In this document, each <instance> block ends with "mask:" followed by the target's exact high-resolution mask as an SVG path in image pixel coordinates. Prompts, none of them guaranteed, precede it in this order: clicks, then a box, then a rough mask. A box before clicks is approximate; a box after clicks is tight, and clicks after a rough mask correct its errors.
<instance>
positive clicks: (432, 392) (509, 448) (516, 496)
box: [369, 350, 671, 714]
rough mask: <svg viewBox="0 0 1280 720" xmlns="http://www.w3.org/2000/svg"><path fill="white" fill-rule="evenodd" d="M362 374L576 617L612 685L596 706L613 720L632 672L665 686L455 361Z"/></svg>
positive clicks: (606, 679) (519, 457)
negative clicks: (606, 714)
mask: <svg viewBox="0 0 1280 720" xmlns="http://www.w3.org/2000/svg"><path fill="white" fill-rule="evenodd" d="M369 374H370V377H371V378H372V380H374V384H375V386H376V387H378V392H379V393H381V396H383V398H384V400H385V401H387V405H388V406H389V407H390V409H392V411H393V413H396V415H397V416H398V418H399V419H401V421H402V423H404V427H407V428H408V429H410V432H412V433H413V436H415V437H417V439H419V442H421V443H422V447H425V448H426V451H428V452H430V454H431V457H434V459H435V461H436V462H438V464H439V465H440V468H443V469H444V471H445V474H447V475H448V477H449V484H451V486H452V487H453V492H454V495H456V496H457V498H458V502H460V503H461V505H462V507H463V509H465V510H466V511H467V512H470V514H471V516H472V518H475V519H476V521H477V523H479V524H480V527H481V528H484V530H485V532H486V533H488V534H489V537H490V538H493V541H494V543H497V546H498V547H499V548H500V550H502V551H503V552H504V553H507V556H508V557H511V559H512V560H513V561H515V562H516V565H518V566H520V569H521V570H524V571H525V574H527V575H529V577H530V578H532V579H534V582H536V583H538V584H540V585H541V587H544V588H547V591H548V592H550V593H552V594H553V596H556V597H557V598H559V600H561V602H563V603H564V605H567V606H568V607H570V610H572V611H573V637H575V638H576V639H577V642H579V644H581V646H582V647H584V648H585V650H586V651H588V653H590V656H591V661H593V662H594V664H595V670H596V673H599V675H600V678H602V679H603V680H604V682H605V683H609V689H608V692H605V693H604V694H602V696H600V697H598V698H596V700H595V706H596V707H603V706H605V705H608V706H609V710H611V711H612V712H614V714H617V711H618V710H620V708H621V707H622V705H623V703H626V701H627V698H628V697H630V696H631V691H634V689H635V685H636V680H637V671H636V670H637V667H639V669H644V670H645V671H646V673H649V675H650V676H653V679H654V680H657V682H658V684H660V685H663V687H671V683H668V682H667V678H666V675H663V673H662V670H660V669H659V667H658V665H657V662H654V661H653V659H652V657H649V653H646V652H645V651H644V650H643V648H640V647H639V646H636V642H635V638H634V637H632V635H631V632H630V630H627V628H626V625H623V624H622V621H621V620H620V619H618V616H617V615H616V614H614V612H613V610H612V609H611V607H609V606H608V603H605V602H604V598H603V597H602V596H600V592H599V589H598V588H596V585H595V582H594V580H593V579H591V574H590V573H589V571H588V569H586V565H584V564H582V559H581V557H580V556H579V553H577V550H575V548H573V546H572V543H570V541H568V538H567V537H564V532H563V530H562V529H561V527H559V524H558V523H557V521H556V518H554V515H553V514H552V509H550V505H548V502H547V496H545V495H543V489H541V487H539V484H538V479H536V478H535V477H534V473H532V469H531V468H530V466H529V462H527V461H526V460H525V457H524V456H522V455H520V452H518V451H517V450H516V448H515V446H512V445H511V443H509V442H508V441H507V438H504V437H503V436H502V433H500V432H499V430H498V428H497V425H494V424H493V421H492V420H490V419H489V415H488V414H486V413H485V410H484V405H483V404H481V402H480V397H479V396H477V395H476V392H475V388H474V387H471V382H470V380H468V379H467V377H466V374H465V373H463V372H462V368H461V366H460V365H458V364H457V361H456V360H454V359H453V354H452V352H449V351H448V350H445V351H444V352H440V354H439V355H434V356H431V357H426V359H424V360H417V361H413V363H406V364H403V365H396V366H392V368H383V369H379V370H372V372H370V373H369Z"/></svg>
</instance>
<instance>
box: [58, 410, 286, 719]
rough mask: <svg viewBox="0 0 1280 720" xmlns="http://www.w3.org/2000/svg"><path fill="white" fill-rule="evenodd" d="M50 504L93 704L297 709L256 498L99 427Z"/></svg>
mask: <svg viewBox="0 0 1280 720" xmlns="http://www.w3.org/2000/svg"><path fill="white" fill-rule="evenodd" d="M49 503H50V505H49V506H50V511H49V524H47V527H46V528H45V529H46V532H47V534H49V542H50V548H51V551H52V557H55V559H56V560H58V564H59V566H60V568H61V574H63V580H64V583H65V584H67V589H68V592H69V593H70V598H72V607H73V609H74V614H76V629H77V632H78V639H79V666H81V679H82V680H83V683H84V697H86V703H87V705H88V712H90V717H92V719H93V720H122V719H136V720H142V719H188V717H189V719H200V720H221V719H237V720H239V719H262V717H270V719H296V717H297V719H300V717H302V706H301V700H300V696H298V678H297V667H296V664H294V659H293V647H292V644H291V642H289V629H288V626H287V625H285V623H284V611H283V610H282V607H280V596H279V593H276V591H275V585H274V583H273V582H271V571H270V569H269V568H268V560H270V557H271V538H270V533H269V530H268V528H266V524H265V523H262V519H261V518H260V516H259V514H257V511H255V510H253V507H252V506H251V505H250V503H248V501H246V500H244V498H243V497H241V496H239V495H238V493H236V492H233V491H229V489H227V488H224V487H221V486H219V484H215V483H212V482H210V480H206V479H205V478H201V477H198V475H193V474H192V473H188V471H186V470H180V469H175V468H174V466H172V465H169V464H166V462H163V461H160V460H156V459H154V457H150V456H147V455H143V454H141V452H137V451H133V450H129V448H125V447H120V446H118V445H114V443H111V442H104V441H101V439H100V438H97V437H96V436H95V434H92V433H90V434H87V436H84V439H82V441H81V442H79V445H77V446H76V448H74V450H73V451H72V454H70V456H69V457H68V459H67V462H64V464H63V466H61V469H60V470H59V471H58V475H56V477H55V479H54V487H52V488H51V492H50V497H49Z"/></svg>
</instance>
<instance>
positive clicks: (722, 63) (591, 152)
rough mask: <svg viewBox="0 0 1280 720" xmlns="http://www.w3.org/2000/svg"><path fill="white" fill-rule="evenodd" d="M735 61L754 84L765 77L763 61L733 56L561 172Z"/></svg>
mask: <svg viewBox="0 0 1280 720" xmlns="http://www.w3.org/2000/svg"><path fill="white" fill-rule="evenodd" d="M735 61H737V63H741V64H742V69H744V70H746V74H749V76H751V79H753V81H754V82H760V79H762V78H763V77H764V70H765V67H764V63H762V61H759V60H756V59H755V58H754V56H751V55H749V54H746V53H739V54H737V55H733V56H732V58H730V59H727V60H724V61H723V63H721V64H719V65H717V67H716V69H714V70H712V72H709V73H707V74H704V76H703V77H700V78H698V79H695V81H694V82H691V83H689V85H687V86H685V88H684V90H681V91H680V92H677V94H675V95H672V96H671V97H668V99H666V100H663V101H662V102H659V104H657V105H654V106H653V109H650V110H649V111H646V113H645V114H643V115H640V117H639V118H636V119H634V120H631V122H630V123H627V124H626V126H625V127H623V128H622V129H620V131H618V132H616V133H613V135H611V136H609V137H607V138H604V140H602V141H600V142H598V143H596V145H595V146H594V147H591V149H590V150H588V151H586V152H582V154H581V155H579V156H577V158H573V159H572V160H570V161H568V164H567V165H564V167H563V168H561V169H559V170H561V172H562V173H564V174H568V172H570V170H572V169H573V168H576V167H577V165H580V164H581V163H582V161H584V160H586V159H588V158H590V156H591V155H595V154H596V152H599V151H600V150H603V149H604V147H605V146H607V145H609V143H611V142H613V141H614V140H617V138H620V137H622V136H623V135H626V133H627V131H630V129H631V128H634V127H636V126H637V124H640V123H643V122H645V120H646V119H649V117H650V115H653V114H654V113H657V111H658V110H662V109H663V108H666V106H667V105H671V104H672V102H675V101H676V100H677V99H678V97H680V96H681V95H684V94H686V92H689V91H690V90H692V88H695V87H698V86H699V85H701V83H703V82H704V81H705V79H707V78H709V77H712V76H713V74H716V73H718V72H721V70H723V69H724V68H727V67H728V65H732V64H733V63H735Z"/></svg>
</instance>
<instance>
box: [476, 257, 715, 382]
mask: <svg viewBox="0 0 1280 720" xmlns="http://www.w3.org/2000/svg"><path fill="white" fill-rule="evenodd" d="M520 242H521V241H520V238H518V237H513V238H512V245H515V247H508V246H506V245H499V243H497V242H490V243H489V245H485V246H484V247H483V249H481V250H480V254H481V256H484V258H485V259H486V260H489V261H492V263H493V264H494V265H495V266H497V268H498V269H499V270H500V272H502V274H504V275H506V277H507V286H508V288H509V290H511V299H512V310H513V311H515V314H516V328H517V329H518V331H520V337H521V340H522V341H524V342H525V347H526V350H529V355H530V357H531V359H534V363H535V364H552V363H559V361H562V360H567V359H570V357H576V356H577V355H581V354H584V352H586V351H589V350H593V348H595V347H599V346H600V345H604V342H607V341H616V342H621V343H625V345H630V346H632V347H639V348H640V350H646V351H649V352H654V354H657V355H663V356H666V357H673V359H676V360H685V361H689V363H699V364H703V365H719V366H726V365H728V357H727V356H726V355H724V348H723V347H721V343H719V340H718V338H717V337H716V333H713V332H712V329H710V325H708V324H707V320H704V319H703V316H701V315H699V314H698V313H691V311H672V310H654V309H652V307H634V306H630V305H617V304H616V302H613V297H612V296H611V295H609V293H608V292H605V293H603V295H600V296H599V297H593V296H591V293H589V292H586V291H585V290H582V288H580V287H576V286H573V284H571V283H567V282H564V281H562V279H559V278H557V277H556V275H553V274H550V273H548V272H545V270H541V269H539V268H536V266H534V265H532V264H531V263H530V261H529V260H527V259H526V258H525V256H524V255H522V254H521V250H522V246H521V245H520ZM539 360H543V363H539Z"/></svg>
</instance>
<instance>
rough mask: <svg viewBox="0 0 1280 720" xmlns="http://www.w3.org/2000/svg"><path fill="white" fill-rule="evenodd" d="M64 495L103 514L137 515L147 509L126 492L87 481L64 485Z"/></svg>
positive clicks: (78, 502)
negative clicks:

**ABOUT THIS EXERCISE:** Write down again the exact lines running from the beginning of the data to the line containing "box: [369, 350, 671, 714]", with both ends included.

**SOLUTION FOR THIS EXERCISE:**
In this document, each <instance> block ends with "mask:" followed by the target's exact high-resolution mask as an SVG path in image pixel coordinates. Prompts, none of them guaranteed, precede it in this order: clicks, then a box, then a rough mask. A box before clicks is approximate; a box after clicks is tight, and clicks after a rough mask correct its errors.
<instance>
positive clicks: (432, 392) (509, 448) (516, 496)
box: [369, 350, 671, 714]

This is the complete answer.